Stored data
※ ※ ※

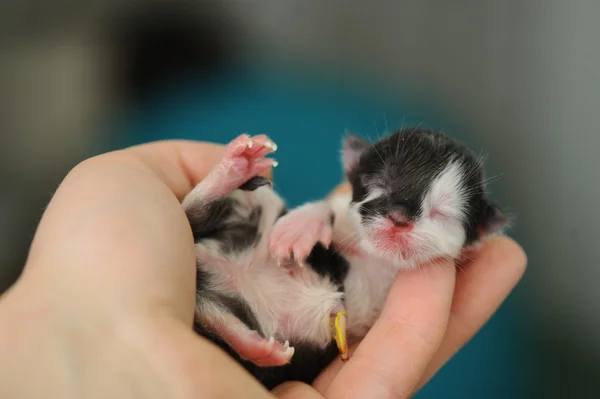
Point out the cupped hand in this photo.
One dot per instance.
(105, 304)
(430, 313)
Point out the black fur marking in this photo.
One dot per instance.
(329, 263)
(236, 306)
(406, 163)
(205, 220)
(307, 362)
(254, 183)
(213, 222)
(238, 236)
(305, 366)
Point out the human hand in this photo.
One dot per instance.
(105, 305)
(429, 315)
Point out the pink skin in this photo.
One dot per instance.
(252, 346)
(244, 159)
(295, 234)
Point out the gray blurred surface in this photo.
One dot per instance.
(525, 75)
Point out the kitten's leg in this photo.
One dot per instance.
(242, 160)
(247, 343)
(296, 233)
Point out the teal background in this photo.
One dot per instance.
(307, 116)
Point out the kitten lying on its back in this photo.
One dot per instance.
(416, 195)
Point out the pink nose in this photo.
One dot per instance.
(400, 221)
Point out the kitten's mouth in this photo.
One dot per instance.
(391, 242)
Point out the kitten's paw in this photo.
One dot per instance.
(262, 351)
(296, 234)
(242, 160)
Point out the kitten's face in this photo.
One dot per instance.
(416, 196)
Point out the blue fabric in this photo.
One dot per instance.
(307, 117)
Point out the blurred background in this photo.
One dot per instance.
(517, 80)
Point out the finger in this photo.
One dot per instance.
(481, 287)
(341, 189)
(179, 164)
(391, 359)
(198, 366)
(296, 390)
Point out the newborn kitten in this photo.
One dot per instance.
(269, 282)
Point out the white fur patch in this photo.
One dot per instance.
(294, 308)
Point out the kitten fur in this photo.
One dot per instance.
(415, 195)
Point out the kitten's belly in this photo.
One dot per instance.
(288, 307)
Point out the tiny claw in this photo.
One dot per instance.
(289, 352)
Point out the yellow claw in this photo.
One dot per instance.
(340, 334)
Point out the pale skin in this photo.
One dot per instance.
(104, 307)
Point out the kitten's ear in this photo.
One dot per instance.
(492, 221)
(352, 149)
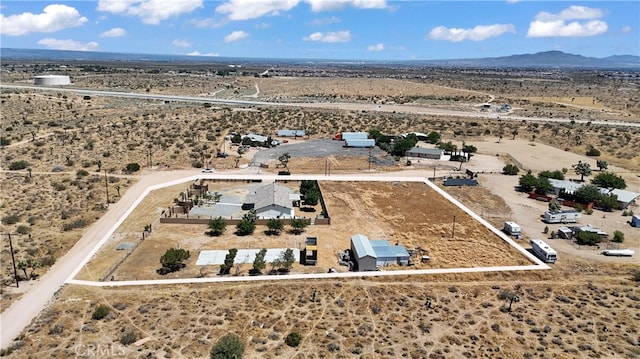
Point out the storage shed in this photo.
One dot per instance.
(389, 254)
(363, 253)
(360, 143)
(431, 153)
(51, 80)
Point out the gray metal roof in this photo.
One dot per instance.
(291, 133)
(362, 246)
(269, 194)
(426, 151)
(384, 249)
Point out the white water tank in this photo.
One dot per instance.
(51, 80)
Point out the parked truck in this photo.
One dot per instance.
(543, 251)
(566, 216)
(512, 229)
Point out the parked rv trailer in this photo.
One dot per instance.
(512, 229)
(568, 216)
(619, 252)
(543, 251)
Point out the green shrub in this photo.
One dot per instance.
(11, 219)
(18, 165)
(293, 339)
(588, 238)
(101, 312)
(229, 346)
(128, 337)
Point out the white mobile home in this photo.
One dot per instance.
(567, 216)
(543, 251)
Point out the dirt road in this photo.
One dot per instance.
(15, 318)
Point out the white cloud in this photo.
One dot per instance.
(252, 9)
(181, 43)
(376, 47)
(555, 25)
(325, 21)
(115, 32)
(53, 18)
(478, 33)
(338, 36)
(198, 53)
(235, 36)
(68, 44)
(330, 5)
(150, 11)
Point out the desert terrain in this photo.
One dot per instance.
(71, 150)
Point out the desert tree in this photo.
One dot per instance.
(582, 169)
(609, 180)
(602, 165)
(173, 260)
(527, 182)
(225, 268)
(275, 225)
(510, 170)
(259, 262)
(284, 160)
(229, 346)
(248, 223)
(288, 259)
(587, 194)
(298, 225)
(217, 226)
(618, 236)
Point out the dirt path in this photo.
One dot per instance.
(15, 318)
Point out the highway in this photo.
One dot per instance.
(419, 110)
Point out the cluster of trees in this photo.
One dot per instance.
(309, 189)
(283, 263)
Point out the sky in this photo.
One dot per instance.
(375, 30)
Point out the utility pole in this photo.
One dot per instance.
(13, 260)
(106, 186)
(453, 229)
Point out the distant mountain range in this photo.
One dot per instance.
(547, 59)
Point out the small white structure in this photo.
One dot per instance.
(619, 252)
(360, 143)
(51, 80)
(512, 229)
(363, 253)
(543, 251)
(566, 216)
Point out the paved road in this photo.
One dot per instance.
(331, 105)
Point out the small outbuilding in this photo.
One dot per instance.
(360, 143)
(387, 254)
(363, 253)
(51, 80)
(430, 153)
(291, 133)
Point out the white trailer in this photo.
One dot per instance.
(543, 251)
(567, 216)
(619, 252)
(512, 229)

※ ※ ※

**WORK TO COMPLETE:** Repeat exactly the lines from the first line of the records above through the line containing "Point out the teal background in this photo.", leaving out the pictures.

**EXERCISE SOLUTION:**
Point out the cupped hand in this photo.
One dot per instance.
(105, 304)
(430, 313)
Point out the black fur marking in this photo.
One dot per instance.
(329, 263)
(236, 306)
(406, 163)
(205, 220)
(307, 362)
(254, 183)
(213, 222)
(238, 236)
(305, 366)
Point out the human hand in this photo.
One dot per instance.
(105, 305)
(429, 315)
Point out the pink skin in this photo.
One dot per instance.
(252, 346)
(244, 159)
(295, 234)
Point out the gray blurred surface in this photo.
One dot per instance.
(525, 75)
Point out the kitten's leg in this photo.
One dot per instance.
(242, 160)
(247, 343)
(296, 233)
Point out the teal background in this photo.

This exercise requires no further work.